## COMPLETA LO SIGUIENTE
**A.** Copia al pie de la letra el fragmento del texto sobre Frida y la felicidad que comienza con las palabras "Por momentos pensaba" y termina con "podría tomar.".
**B.** Prosigue el texto sobre Frida y la felicidad a partir de su última oración.

Por momentos pensaba que era todo aquello que no tenía. «Si tuviera esto, sería
feliz». Y la felicidad se le escapó. Luego, en una segunda etapa de su
búsqueda, percibo que deseaba hacer feliz a su esposo. En una sección del
diario se puede leer:
Nadie sabrá jamás cómo quiero a Diego. No quiero
que nada lo hiera. Que nada lo moleste y le quite energía que él necesite para
vivir.
Si yo tuviera salud
quisiera dársela toda, si tuviera juventud toda la
podría tomar.
Con
el tiempo, Frida entiende que no puede hacer feliz a Diego porque nadie tiene
ese atributo. Los amantes negadores de la triste realidad afirman «él me hace
feliz». Por eso el amor que hemos construido los seres humanos duele tanto,
porque le hemos puesto una pizca (o toneladas) de «promesas de felicidad». Me
da pena decir que nos hemos mentido. No hacemos felices a nadie, solo a
nosotros mismos cuando nos movemos en busca de esa traviesa felicidad. Nadie
que esté estático conseguirá conocerla verdaderamente. Sal de este lugar y
ve a tal otro parece una metáfora constante en los seres humanos. Un lugar
puede ser el paraíso por un tiempo, pero luego puede convertirse en una
pesadilla infernal. Recuerdo un pueblo llamado Israel que llegó a Egipto en
busca de la felicidad. Al principio la encontraron, pero no percibieron cuando
ella se fue y comenzaron a tener una vida desdichada. Ellos pensaban que el
lugar era un depósito de felicidad, pero no fue así y tuvieron que salir.

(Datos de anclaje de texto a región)
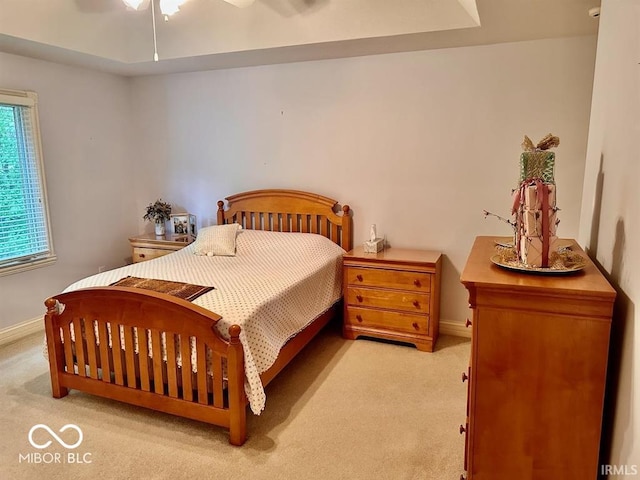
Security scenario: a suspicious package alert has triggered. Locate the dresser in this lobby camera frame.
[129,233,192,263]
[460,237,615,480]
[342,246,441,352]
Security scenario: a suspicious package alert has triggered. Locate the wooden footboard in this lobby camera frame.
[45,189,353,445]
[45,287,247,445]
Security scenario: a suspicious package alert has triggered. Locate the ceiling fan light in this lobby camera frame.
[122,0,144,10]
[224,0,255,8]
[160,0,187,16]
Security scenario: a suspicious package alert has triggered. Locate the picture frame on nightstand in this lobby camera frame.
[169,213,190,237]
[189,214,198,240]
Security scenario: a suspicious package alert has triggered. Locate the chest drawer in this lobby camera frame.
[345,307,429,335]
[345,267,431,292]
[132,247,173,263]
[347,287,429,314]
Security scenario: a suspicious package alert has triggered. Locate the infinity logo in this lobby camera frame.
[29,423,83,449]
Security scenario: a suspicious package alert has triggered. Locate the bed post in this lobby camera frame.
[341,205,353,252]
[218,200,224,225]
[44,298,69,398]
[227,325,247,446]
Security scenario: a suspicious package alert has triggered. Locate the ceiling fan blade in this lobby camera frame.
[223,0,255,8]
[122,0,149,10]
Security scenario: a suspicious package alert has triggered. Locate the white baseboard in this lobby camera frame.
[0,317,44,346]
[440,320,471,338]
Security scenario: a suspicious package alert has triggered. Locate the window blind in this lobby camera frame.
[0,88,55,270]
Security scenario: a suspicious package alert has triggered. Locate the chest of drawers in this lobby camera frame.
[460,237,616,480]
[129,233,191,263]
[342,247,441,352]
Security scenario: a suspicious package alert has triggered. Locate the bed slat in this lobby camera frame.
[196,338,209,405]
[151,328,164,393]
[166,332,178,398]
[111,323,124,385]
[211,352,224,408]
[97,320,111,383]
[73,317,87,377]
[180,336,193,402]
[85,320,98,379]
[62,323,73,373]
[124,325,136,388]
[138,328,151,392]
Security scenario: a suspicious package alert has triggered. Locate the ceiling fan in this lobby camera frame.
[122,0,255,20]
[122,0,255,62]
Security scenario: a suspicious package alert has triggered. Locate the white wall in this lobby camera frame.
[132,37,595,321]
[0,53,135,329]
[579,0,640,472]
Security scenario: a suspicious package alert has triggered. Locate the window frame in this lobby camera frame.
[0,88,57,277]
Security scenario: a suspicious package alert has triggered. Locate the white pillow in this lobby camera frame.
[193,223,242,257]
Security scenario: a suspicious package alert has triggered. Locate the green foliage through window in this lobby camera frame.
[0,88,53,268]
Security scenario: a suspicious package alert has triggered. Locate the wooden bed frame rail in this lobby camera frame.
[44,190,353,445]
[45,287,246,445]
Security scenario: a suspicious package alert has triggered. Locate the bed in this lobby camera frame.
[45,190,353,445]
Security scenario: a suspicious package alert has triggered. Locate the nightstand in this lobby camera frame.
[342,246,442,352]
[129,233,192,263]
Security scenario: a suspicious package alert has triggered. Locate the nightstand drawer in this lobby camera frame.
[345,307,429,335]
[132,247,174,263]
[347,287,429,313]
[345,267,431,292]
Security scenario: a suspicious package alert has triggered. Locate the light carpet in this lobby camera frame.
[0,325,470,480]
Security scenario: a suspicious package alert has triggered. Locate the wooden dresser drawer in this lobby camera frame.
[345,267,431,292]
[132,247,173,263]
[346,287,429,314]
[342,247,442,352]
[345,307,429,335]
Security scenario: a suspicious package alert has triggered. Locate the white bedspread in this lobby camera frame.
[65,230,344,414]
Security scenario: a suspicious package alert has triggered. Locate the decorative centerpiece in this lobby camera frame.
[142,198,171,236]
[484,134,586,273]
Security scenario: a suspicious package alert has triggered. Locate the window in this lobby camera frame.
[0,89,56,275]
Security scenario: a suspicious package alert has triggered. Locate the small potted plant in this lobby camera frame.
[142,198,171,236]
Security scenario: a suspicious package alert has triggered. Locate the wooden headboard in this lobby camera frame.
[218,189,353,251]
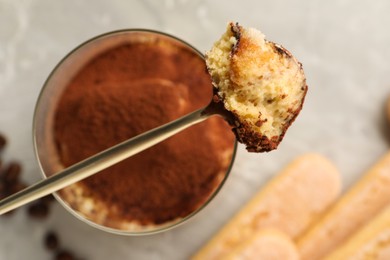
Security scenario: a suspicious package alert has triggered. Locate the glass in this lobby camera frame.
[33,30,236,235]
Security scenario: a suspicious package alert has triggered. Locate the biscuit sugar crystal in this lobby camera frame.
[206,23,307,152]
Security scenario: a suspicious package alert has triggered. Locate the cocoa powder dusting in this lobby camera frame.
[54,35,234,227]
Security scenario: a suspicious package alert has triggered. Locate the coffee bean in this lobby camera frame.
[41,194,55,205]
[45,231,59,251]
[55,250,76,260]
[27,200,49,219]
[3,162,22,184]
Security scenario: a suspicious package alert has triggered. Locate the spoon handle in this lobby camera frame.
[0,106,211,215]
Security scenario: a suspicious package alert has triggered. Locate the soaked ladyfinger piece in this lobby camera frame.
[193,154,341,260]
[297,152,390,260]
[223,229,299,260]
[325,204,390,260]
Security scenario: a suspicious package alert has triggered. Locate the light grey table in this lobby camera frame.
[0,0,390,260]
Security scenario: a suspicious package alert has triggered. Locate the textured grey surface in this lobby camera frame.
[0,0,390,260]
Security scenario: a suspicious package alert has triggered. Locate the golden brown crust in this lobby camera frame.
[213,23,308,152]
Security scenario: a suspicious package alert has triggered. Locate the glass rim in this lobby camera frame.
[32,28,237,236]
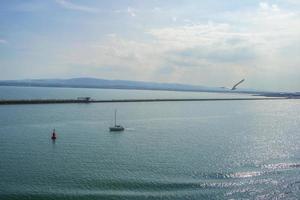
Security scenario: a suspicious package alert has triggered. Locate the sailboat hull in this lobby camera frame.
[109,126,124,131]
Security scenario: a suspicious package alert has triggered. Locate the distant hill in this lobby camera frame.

## RESULTADOS
**A.**
Por momentos pensaba que era todo aquello que no tenía. «Si tuviera esto, sería
feliz». Y la felicidad se le escapó. Luego, en una segunda etapa de su
búsqueda, percibo que deseaba hacer feliz a su esposo. En una sección del
diario se puede leer:
Nadie sabrá jamás cómo quiero a Diego. No quiero
que nada lo hiera. Que nada lo moleste y le quite energía que él necesite para
vivir.
Si yo tuviera salud
quisiera dársela toda, si tuviera juventud toda la
podría tomar.

**B.**
La
poetisa y artista finalmente se dio cuenta de que la felicidad no era tener
esto o aquello. Tampoco era prometer al otro hacerlo feliz, sino que en su
cuerpo pudo visualizar lo que realmente era la felicidad (para ella, por
supuesto). En sus años de matrimonio, de búsqueda sexual, de querer ser madre
y de pasar adversidades, logró encontrarse con ella, la poco dócil felicidad.
En
julio de 1953, estando en Cuernavaca, Frida realiza una entrada en su diario
llamado Puntos de apoyo. Allí escribe:
En mi figura completa solo hay uno; y
quiero dos.
Para tener yo los dos me
tienen que cortar uno.
Es el uno que no tengo
el que tengo que tener.
¡Para poder caminar el
otro será casi muerto!
A mí, las alas me
sobran. Que las corten ¡y a volar!
Pies, para qué los
quiero si tengo alas para volar.
Frida
se refiere aquí a su pierna derecha; fue una expresión producto del
dolor que sentía. El estado de la pierna empeoró y se agudizaron los dolores,
por lo que tuvo que ser amputada. Pero ella contrapone dos imágenes que
pueden servirnos para comprender dónde debemos buscar la felicidad: las piernas
y las alas.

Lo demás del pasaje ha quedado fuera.